Records
# # # # # # #

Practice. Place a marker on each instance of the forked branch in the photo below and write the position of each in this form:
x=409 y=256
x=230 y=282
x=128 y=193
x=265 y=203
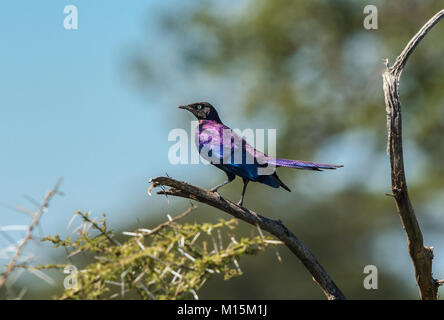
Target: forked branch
x=275 y=227
x=421 y=255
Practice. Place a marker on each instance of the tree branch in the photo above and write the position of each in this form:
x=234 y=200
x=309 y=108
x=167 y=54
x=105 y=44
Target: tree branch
x=277 y=228
x=35 y=221
x=421 y=255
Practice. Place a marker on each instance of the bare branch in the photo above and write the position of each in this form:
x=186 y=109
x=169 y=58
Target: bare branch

# # # # # # #

Pull out every line of the records above and reproduce it word for word, omitting the pictures.

Practice. Place a marker on each instance of the forked branch in the photo below and write the position of each in this form:
x=409 y=256
x=230 y=282
x=128 y=193
x=265 y=203
Target: forked branch
x=275 y=227
x=421 y=255
Practice. Place a marker on each instance of the tree branch in the photo above and write the position of each in this form:
x=234 y=200
x=309 y=108
x=167 y=54
x=105 y=44
Target: tree branch
x=277 y=228
x=35 y=221
x=421 y=255
Practice. Place a marker on each instance of the bare branch in the photo above and write the position of each in this form:
x=186 y=109
x=169 y=58
Target: bare branch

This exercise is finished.